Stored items
= = = = = = =

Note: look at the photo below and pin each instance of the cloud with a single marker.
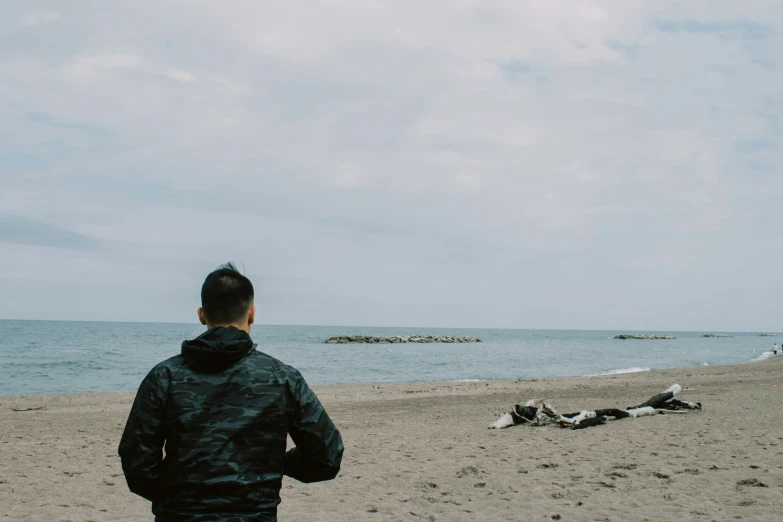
(483, 164)
(38, 18)
(14, 229)
(731, 30)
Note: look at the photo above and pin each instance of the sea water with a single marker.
(66, 357)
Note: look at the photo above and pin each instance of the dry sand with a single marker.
(423, 452)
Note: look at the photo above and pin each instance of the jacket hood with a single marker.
(217, 349)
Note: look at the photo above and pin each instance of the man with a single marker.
(223, 411)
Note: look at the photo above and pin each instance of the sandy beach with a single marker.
(423, 452)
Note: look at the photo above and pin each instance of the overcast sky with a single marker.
(521, 164)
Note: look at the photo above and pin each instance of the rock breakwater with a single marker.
(644, 336)
(369, 339)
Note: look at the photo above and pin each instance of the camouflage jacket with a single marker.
(223, 411)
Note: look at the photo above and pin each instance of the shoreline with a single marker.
(422, 451)
(316, 387)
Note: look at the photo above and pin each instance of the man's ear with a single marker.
(251, 317)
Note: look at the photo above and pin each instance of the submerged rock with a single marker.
(644, 336)
(368, 339)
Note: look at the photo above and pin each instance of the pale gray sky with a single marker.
(534, 164)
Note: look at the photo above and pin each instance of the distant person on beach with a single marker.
(223, 409)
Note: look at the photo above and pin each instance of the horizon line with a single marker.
(419, 327)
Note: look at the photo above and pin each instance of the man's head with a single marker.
(227, 299)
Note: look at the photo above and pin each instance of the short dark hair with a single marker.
(226, 295)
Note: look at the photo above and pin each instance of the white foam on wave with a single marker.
(635, 369)
(764, 356)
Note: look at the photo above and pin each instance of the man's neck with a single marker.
(244, 327)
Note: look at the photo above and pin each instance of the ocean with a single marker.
(45, 357)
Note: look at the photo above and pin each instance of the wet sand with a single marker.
(423, 452)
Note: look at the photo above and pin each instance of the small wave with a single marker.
(635, 369)
(764, 356)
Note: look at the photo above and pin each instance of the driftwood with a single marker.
(538, 412)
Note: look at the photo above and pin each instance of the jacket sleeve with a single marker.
(141, 447)
(319, 446)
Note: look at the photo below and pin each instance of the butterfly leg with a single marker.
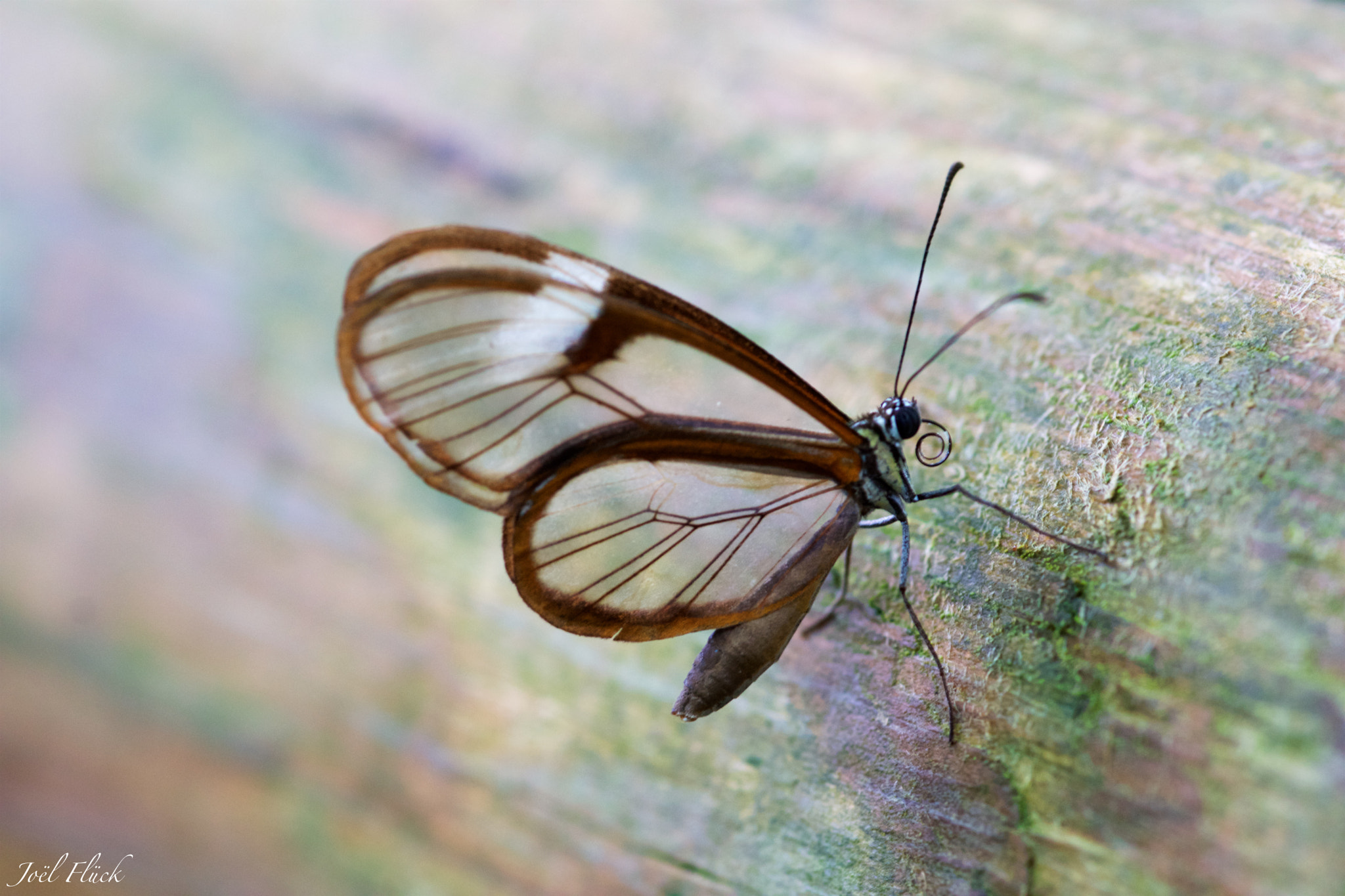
(938, 662)
(958, 489)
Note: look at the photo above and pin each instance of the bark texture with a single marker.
(238, 641)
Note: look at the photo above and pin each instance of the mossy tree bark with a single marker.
(245, 645)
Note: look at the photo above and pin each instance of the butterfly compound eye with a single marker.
(908, 421)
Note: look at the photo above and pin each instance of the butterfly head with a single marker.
(899, 418)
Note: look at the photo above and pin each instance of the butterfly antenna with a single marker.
(915, 299)
(996, 305)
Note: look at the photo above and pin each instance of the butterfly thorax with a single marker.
(885, 481)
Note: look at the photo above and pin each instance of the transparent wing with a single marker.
(479, 355)
(642, 548)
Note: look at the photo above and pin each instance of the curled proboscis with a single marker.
(938, 452)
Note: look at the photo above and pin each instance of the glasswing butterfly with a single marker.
(658, 472)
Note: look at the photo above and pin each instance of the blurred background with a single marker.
(242, 644)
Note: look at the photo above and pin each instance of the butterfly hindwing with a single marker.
(645, 542)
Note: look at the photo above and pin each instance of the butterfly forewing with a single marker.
(648, 548)
(479, 354)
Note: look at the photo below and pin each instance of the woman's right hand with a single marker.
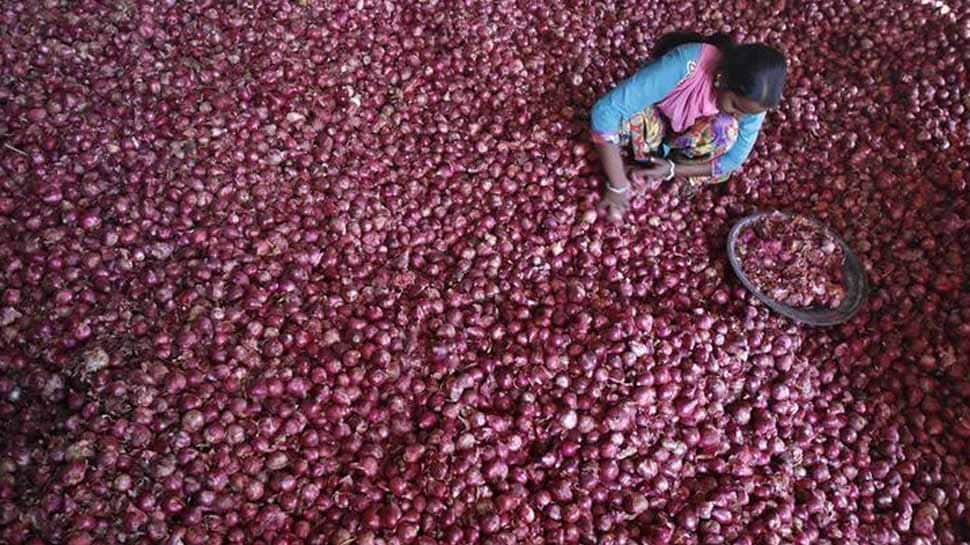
(615, 204)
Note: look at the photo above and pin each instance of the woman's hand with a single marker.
(651, 176)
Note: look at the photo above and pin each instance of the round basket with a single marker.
(856, 287)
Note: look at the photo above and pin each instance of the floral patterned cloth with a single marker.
(648, 134)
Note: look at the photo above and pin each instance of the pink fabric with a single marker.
(695, 96)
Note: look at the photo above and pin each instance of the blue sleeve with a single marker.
(748, 130)
(648, 86)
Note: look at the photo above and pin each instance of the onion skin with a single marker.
(281, 272)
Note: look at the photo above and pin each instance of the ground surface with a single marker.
(278, 272)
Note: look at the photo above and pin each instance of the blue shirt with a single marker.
(650, 85)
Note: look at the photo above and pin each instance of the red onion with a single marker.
(326, 272)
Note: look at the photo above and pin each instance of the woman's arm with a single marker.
(613, 165)
(648, 86)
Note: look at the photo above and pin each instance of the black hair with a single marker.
(754, 71)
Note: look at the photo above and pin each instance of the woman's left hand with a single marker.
(652, 175)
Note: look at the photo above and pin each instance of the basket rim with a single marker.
(856, 283)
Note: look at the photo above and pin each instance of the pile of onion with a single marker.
(298, 271)
(793, 261)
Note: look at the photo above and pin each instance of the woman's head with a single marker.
(752, 78)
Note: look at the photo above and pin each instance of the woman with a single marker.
(693, 113)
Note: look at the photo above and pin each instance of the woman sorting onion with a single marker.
(693, 114)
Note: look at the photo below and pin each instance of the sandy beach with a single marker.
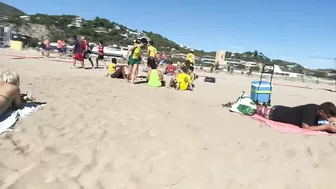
(96, 132)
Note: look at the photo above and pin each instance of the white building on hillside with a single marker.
(25, 18)
(76, 22)
(278, 71)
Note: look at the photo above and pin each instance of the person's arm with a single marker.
(328, 128)
(309, 120)
(160, 75)
(149, 72)
(129, 50)
(17, 100)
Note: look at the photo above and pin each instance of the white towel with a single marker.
(11, 116)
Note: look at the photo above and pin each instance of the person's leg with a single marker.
(134, 73)
(123, 72)
(90, 59)
(263, 111)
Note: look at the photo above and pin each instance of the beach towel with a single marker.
(11, 116)
(286, 128)
(244, 105)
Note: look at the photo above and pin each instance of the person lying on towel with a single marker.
(10, 95)
(305, 116)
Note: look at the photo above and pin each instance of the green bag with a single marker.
(244, 104)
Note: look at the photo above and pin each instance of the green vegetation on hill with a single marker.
(7, 10)
(114, 33)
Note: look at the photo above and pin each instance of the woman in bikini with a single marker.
(10, 95)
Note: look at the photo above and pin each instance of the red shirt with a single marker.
(101, 49)
(86, 44)
(170, 69)
(158, 56)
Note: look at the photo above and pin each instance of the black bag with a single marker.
(210, 79)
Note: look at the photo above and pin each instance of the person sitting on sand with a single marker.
(182, 81)
(78, 50)
(304, 116)
(10, 92)
(134, 58)
(154, 76)
(190, 68)
(113, 72)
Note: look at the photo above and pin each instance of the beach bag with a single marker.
(244, 105)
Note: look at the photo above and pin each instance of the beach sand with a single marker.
(96, 132)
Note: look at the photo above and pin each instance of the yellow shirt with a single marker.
(184, 80)
(137, 52)
(190, 57)
(152, 51)
(111, 68)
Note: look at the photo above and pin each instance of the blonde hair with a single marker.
(10, 76)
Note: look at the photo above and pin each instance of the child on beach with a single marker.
(113, 72)
(100, 54)
(182, 81)
(154, 76)
(134, 58)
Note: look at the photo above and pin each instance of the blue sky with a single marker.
(302, 31)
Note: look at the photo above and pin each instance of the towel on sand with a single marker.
(11, 116)
(287, 128)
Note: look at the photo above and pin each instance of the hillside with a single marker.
(7, 10)
(65, 26)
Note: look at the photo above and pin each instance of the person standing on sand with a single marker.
(134, 59)
(64, 49)
(59, 47)
(100, 54)
(47, 47)
(191, 57)
(304, 116)
(152, 51)
(77, 47)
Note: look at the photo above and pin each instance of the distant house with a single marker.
(180, 55)
(25, 18)
(101, 30)
(208, 60)
(76, 22)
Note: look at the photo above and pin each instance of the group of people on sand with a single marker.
(10, 94)
(182, 78)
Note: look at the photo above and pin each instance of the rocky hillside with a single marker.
(7, 10)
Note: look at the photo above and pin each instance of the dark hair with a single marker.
(328, 108)
(144, 41)
(184, 69)
(152, 63)
(114, 60)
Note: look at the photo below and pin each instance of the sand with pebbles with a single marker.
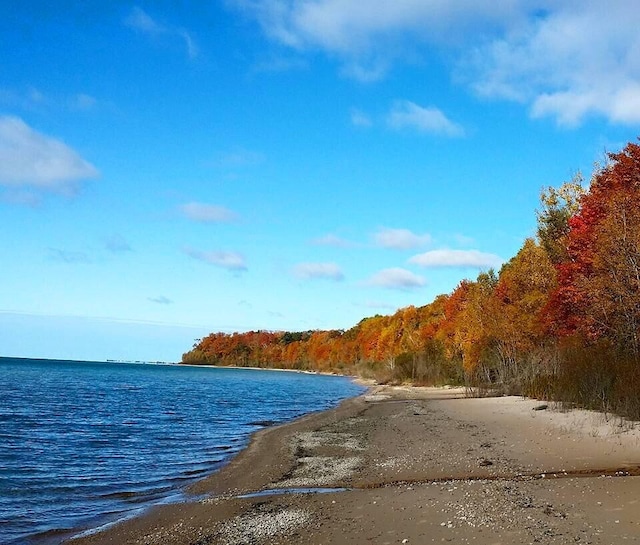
(416, 465)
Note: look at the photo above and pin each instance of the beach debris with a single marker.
(320, 470)
(252, 527)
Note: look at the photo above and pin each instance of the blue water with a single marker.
(85, 443)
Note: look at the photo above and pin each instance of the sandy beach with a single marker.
(415, 465)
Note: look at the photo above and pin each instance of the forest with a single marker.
(559, 321)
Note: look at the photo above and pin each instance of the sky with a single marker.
(169, 169)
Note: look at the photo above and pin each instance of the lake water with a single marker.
(82, 444)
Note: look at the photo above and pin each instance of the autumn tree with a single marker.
(598, 292)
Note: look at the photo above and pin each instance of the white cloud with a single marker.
(207, 213)
(563, 59)
(457, 258)
(117, 244)
(367, 41)
(360, 119)
(29, 158)
(576, 60)
(400, 239)
(68, 256)
(161, 300)
(396, 278)
(232, 261)
(407, 115)
(239, 157)
(333, 240)
(140, 20)
(309, 271)
(83, 102)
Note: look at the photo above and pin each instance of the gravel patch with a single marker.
(257, 527)
(318, 471)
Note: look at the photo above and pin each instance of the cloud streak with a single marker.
(400, 239)
(29, 158)
(563, 59)
(232, 261)
(315, 271)
(456, 258)
(405, 114)
(141, 21)
(396, 278)
(207, 213)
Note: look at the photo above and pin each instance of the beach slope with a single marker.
(415, 465)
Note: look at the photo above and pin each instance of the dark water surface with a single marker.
(82, 444)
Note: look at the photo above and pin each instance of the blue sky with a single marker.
(168, 169)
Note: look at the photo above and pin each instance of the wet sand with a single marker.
(415, 465)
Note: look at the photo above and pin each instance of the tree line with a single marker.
(559, 321)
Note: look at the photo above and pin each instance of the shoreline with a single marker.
(433, 457)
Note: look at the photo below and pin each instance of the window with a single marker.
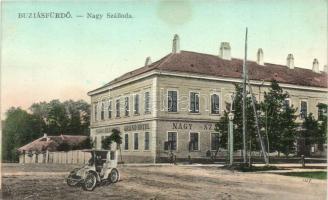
(194, 142)
(95, 142)
(194, 102)
(126, 106)
(136, 141)
(117, 108)
(136, 104)
(147, 102)
(101, 141)
(215, 104)
(109, 109)
(102, 112)
(172, 105)
(126, 142)
(322, 111)
(303, 109)
(146, 140)
(171, 143)
(96, 111)
(214, 141)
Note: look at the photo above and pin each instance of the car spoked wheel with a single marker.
(114, 176)
(90, 182)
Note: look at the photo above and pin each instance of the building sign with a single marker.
(105, 130)
(190, 126)
(136, 127)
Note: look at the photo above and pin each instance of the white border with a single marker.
(220, 102)
(300, 107)
(189, 102)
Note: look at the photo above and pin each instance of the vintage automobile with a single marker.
(101, 169)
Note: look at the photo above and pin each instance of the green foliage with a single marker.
(19, 129)
(222, 125)
(64, 146)
(278, 119)
(114, 137)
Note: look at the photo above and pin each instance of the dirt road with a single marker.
(162, 182)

= = = = = = =

### Goal
Repeat only the stretch of lines that opens with the line containing "sign with a single marker." and closes with the final line of the entries, both included, exactly as written.

### Response for this exercise
Note: look at the photo above and pin each instance of the building sign with a single marker.
(105, 130)
(190, 126)
(136, 127)
Note: look at the photo above and pin each instance of the white border with a single marker.
(220, 102)
(300, 107)
(189, 102)
Note: look at the photo above and pin each instance of the vintage automobile with a single marker.
(101, 169)
Note: look at the photo above and pin each instance of the green foliage with a single marker.
(19, 129)
(222, 125)
(64, 146)
(278, 119)
(114, 137)
Note: look at the photo above and pin each instance of the dirt road with a single marker.
(162, 182)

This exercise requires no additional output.